# [WHAT YOU HAVE TO DO]
List every line of the material below that contains the word "vertices", copying each such line in full. Case counts.

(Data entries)
** BEGIN **

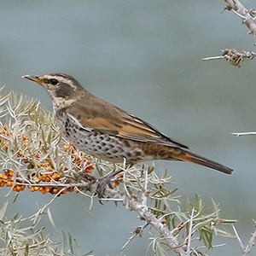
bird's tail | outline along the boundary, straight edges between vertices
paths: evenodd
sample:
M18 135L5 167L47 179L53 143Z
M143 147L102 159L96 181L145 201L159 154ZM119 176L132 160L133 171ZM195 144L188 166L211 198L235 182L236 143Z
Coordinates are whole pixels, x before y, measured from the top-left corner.
M177 154L177 159L182 161L188 161L197 165L204 166L217 171L231 174L233 170L218 162L215 162L210 159L196 154L188 150L180 150Z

** END **

# [RIGHT ANSWER]
bird's tail | outline along the boundary, straight edges between vertices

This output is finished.